▸ **Required task**
Return every one of the records below, line for line and unchanged.

▸ **Entries**
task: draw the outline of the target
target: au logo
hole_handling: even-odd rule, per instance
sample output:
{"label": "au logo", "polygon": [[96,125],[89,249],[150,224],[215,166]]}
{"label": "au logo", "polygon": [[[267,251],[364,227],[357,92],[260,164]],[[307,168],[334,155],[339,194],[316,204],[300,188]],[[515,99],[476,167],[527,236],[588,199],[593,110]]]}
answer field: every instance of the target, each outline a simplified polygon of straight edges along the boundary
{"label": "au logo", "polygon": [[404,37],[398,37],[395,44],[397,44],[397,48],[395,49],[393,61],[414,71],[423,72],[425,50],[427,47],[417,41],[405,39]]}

▸ **Completed exercise**
task: draw the outline of the target
target: au logo
hole_handling: even-odd rule, per instance
sample output:
{"label": "au logo", "polygon": [[96,125],[89,249],[150,224],[215,166]]}
{"label": "au logo", "polygon": [[[267,251],[364,227],[357,92],[260,164]],[[307,168],[334,155],[339,194],[316,204],[300,188]],[[515,99],[476,167],[527,236],[588,199],[593,110]]]}
answer field: every instance of the target, each outline a simplified polygon of straight edges along the boundary
{"label": "au logo", "polygon": [[404,37],[398,37],[395,44],[397,44],[397,48],[395,49],[393,61],[414,71],[423,72],[425,50],[427,47],[417,41],[405,39]]}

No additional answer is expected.